• [Prompt] When you copy the records that follow, please keep every word exactly as it is and leave out the pictures.

Data supplied START

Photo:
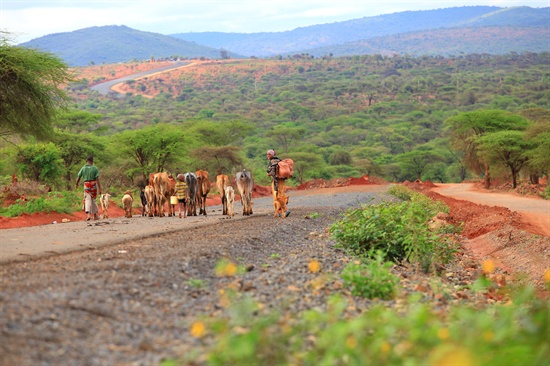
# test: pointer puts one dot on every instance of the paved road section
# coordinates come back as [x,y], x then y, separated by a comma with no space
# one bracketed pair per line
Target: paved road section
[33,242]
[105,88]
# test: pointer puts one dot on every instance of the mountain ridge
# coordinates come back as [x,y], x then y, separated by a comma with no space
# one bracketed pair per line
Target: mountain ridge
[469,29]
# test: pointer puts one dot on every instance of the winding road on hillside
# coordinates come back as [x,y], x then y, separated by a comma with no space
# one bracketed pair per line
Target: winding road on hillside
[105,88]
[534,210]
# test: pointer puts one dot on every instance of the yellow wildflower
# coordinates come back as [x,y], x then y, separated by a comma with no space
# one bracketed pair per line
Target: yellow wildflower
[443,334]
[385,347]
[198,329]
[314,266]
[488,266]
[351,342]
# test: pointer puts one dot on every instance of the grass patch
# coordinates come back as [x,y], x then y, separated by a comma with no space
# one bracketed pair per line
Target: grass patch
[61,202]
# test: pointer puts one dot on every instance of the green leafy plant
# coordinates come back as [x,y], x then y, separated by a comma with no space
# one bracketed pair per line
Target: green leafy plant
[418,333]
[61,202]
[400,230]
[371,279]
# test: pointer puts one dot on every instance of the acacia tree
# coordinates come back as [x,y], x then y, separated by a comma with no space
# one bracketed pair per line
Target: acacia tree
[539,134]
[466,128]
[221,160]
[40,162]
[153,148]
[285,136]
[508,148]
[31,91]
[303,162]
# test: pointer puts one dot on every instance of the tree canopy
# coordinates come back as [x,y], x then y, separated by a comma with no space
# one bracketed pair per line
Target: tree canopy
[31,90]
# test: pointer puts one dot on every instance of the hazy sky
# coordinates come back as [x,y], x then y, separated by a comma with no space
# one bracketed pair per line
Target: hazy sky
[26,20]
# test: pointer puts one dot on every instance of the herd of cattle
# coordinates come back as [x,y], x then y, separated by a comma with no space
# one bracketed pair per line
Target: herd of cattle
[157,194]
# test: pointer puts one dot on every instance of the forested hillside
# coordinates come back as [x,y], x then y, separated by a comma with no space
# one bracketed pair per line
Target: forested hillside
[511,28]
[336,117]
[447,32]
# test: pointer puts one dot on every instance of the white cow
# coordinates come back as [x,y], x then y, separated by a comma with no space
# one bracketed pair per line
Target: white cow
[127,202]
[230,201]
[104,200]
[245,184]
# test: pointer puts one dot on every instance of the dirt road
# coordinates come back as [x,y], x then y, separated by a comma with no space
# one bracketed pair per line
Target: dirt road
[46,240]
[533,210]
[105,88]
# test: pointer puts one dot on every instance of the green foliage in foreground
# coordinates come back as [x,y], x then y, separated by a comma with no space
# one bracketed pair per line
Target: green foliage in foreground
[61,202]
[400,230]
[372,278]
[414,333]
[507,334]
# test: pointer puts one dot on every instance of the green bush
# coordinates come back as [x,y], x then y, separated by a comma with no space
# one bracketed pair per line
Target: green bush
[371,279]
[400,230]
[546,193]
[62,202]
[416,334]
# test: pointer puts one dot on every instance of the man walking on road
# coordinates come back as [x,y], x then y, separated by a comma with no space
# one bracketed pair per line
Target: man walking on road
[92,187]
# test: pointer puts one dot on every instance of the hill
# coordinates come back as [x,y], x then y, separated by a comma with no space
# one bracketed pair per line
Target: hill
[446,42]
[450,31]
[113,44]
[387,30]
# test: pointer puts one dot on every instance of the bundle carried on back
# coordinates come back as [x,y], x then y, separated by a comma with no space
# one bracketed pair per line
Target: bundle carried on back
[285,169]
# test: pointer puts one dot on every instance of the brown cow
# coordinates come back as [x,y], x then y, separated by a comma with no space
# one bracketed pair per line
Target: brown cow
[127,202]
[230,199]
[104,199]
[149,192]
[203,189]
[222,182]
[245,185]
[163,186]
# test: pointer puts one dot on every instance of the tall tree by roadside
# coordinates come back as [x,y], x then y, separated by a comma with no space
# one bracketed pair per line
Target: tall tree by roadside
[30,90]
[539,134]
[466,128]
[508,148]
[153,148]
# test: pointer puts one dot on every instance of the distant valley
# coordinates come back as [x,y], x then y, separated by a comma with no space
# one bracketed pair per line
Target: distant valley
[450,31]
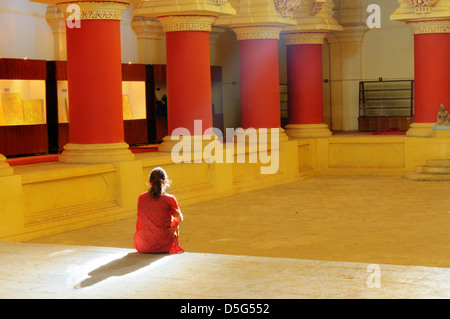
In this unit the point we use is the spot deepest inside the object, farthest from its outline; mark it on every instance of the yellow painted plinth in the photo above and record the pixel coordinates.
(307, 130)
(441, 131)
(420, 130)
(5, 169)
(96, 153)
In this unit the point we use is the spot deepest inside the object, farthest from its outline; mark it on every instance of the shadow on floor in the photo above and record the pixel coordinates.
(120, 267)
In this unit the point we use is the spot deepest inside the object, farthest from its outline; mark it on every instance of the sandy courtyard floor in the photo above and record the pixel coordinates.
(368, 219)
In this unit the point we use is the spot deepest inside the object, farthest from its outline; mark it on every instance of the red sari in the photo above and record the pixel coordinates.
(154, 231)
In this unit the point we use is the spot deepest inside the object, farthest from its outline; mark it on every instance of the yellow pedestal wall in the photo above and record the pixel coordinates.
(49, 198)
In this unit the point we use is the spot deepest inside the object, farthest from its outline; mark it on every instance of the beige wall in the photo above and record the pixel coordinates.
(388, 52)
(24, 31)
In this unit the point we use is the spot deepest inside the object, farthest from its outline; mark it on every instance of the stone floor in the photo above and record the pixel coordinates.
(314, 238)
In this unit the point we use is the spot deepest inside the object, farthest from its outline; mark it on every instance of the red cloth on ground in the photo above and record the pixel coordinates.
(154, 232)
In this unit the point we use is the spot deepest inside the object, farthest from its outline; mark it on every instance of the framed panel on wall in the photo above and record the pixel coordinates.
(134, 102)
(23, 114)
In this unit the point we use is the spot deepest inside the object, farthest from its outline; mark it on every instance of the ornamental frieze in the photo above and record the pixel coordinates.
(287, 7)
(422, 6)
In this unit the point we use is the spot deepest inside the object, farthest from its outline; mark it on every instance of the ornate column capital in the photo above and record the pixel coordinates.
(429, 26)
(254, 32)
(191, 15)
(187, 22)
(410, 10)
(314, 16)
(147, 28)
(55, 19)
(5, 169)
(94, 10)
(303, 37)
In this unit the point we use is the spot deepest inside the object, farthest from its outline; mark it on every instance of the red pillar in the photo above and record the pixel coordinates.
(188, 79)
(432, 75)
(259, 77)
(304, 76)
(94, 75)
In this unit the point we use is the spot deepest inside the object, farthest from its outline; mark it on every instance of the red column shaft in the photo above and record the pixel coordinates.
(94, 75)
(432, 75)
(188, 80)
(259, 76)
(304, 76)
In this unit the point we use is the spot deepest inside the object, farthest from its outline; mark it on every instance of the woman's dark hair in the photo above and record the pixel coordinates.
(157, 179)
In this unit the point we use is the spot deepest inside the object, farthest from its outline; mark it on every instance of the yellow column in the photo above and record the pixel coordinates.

Data supplied END

• [Response]
Photo:
# test: pointer puts one dot on every instance of the paved road section
# coordinates come back as [x,y], x then y, separated by a comma with no space
# one bracketed pair per line
Target: paved road section
[33,242]
[105,88]
# test: pointer puts one dot on every instance of the mountain ridge
# coordinates come back as [x,y], x then y, separated by a comma with no space
# one bracketed pair per line
Target: mountain ridge
[469,29]
# test: pointer puts one dot on every instance of the winding road on hillside
# coordinates come back as [x,y], x then y, separated by a comma with no space
# one bracketed pair per line
Target: winding road on hillside
[105,88]
[534,210]
# test: pointer puts one dot on every instance of the yellow wildflower
# coordinates come back as [x,y], x then y, separated by a comma with no space
# one bracketed pair per line
Target: yellow wildflower
[443,334]
[385,347]
[198,329]
[314,266]
[488,266]
[351,342]
# test: pointer puts one dot on every instance of the grass patch
# coordinates come back as [x,y], x then y, separated by a comma with no space
# one bracketed pair per line
Target: grass patch
[61,202]
# test: pointer puts one dot on every instance of the green leafy plant
# coordinates come back as [x,y], x then y, separated by a comma with no space
# one bracketed pair per line
Target: green leafy plant
[418,333]
[61,202]
[400,230]
[371,279]
# test: pointer puts one dot on every instance of the acacia tree
# coordinates come back as [x,y], x then y, separated by a comma with no space
# one bracketed pair per line
Target: acacia tree
[539,134]
[466,128]
[221,160]
[40,162]
[153,148]
[285,136]
[508,148]
[31,91]
[303,162]
# test: pointer puts one dot on every instance of the tree canopy
# coordinates come back as [x,y], x then y, separated by a comma with no space
# one bracketed pair per line
Target: tree canopy
[31,90]
# test: pointer puts one dot on every instance of the hazy sky
# coordinates come back as [x,y], x then y, separated by a comma with no space
# one bracketed pair per line
Target: hazy sky
[26,20]
# test: pointer puts one dot on every instance of the herd of cattle
# coordinates come back as [x,y], x then y, separated by a comma with no space
# one bracketed pair per line
Target: herd of cattle
[157,194]
# test: pointer puts one dot on every instance of the forested hillside
# coordinates come back as [x,y], x then y, separated by a comma with no space
# one bracketed pair per line
Target: forested hillside
[511,28]
[336,117]
[447,32]
# test: pointer puts one dot on every instance of the white cow
# coordinates come back as [x,y], x then y, separated by a comma with no space
# one bracketed pair per line
Target: white cow
[127,202]
[230,201]
[104,200]
[245,184]
# test: pointer puts one dot on every instance of the dirt road
# coordinates come back as [x,y], x then y, separated by a comma with no space
# one bracketed pair per line
Target: dirt road
[46,240]
[533,210]
[105,88]
# test: pointer puts one dot on every instance of the green foliage in foreground
# coordinates come back as [x,y], x then y, separated by a comma with no space
# one bracketed pair per line
Target: green foliage in foreground
[61,202]
[400,230]
[372,278]
[414,333]
[507,334]
# test: pointer puts one dot on every instance of the green bush
# coordinates come back as [x,y], x then y, separated by a comma with no space
# one bracketed pair per line
Target: green bush
[371,279]
[400,230]
[546,193]
[62,202]
[416,334]
# test: pointer puts one dot on every instance of the man walking on road
# coordinates come back as [x,y], x then y, separated by a comma with no space
# one bracketed pair per line
Target: man walking on road
[92,187]
# test: pointer puts one dot on every instance of the hill
# coordinates come back as [x,y], x then y, separated by a comma with no space
# one bracketed pair per line
Target: hill
[446,42]
[450,31]
[113,44]
[387,30]
# test: pointer puts one dot on every instance of the bundle carried on back
# coordinates come back as [x,y], x then y, separated by a comma with no space
# one bracketed pair per line
Target: bundle carried on back
[285,169]
# test: pointer puts one dot on every instance of the brown cow
# coordinates come back as [x,y], x then y, separated by a comma with no space
# one bracketed pair per line
Target: brown cow
[127,202]
[230,199]
[104,199]
[149,192]
[203,189]
[222,182]
[245,185]
[163,186]
# test: pointer puts one dot on every instance of the tall tree by roadside
# coordinates come back as [x,y], x then y, separated by a comma with no space
# one bracketed pair per line
Target: tall tree by roadside
[30,90]
[539,134]
[466,128]
[508,148]
[153,148]
# test: pointer puts one dot on every instance of the distant valley
# coordinates come back as [x,y], x then y, separated by a comma with no space
# one bracketed pair per line
Target: distant valley
[450,31]
In this unit the point we use is the spot deepest inside the object, farthest from its outline; mark it on every instance of the yellow painted plinth in the photo above and record the pixel coordinates.
(307, 130)
(441, 131)
(420, 130)
(5, 169)
(96, 153)
In this unit the point we use is the spot deepest inside the object, farthest from its outline; mark it on every instance of the shadow on floor in the photo above and record the pixel coordinates.
(120, 267)
In this unit the point we use is the spot deepest inside the object, farthest from its outline; mark it on every instance of the sandy courtyard floor in the photo above and record the pixel coordinates.
(368, 219)
In this unit the point we use is the spot deepest inside the object, farthest from its outline; mark it on every instance of the red sari in the photo above and record the pixel coordinates.
(154, 231)
In this unit the point we use is the spot deepest inside the object, farthest from its outline; mark it on every instance of the yellow pedestal wall in the photo above and record the pixel coordinates.
(49, 198)
In this unit the point we use is the spot deepest inside the object, farthest from its outline; mark it on every instance of the beige wall in the photo above and record the pixel coordinates.
(388, 52)
(24, 31)
In this unit the point we use is the spot deepest inside the object, farthest from its outline; mark it on every instance of the stone floor in the photo above and record the pixel coordinates.
(314, 238)
In this unit the point we use is the spot deepest inside the object, farthest from its outline; mark it on every instance of the red cloth on ground in the photo above and record the pixel coordinates.
(154, 232)
In this unit the point we use is the spot deepest inside the object, farthest from its outline; mark it on every instance of the framed panel on wall in the photo above and record the pixel coordinates.
(134, 102)
(23, 114)
In this unit the point we use is the spot deepest inside the object, farthest from its outline; mark it on every instance of the ornamental frieze in the photo above and record the pixel coordinates.
(287, 7)
(422, 6)
In this unit the point we use is the spot deepest inside the object, farthest from its outline; mark it on every instance of the ornate column capital in the photo above and record the pixel coordinates.
(429, 26)
(254, 32)
(191, 15)
(187, 22)
(410, 10)
(314, 16)
(147, 28)
(55, 19)
(5, 169)
(94, 10)
(303, 37)
In this unit the point we use is the spot deepest inside the object, farthest from its outline; mark it on every instance of the red pillar in the photo above and record the pixel coordinates.
(188, 79)
(432, 75)
(259, 77)
(304, 76)
(94, 75)
In this unit the point we use is the spot deepest inside the object, farthest from its outline; mark it on every instance of the red column shaft in the photo above and record the pixel coordinates.
(94, 75)
(432, 75)
(188, 80)
(259, 76)
(304, 76)
In this unit the point we use is the spot deepest inside the object, farthest from its outline; mark it on every instance of the woman's dark hair in the photo above and record the pixel coordinates.
(157, 179)
In this unit the point we use is the spot deepest inside the object, farthest from its outline; mark it on every instance of the yellow column in the photo above and record the pixel coordinates.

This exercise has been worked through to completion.